Scale the lines from the start through the line containing "227 246 L 225", repeating the requests along with them. Multiply every outline coordinate by 2.2 and round it to a whole number, with halves going up.

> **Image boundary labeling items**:
---------------

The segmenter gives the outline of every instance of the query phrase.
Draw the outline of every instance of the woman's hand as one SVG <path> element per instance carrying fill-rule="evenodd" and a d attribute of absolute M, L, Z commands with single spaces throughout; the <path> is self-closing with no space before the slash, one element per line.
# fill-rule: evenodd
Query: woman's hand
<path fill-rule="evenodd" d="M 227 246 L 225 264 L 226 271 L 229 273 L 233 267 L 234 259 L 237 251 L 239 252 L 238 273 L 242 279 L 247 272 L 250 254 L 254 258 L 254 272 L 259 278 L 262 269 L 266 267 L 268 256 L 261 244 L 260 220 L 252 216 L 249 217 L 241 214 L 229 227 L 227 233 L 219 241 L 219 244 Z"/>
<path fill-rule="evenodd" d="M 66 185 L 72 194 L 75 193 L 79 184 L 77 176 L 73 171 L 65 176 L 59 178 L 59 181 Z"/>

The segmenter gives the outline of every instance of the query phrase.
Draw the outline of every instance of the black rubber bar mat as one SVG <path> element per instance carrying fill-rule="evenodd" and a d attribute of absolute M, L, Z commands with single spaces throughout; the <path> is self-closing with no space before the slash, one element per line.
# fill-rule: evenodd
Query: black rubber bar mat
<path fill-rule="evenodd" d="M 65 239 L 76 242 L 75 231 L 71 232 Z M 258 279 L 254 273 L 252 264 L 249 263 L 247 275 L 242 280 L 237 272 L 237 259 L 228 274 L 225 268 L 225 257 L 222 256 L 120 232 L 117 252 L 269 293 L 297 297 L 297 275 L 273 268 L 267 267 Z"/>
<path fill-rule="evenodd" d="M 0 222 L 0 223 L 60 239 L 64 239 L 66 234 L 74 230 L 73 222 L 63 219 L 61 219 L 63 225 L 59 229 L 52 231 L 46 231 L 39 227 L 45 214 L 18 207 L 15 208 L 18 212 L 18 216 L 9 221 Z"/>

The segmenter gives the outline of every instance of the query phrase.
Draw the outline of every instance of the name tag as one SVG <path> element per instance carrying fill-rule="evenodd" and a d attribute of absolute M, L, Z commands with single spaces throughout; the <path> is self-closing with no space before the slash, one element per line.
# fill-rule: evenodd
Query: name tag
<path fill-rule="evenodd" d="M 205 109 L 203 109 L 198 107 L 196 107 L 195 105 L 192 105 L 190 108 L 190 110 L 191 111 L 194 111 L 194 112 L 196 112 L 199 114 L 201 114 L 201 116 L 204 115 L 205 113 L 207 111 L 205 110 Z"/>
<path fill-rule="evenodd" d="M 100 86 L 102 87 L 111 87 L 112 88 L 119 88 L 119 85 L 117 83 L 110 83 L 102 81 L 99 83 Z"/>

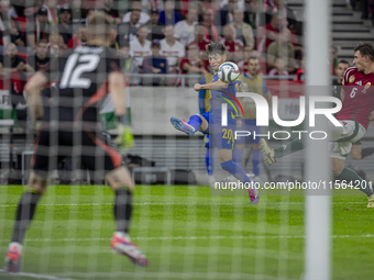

---------------

> **Answer to this exercise**:
The segmenter gives the outline of every instance of the query phrase.
Draw the outline of every instance of the woman's hand as one SVG <path> element per instance carrying fill-rule="evenodd" and a d attribute of absolute M, L, Z commands with single spaces throughout; the <path> is self-closing with no space before the slash, one element per line.
# fill-rule: evenodd
Query: woman's hand
<path fill-rule="evenodd" d="M 499 541 L 495 581 L 497 596 L 504 601 L 513 587 L 515 570 L 521 552 L 526 554 L 524 601 L 532 614 L 543 598 L 550 559 L 559 568 L 559 598 L 570 612 L 576 592 L 585 587 L 590 563 L 574 537 L 572 484 L 554 475 L 548 477 L 530 471 L 504 499 L 499 513 L 482 530 L 482 537 Z"/>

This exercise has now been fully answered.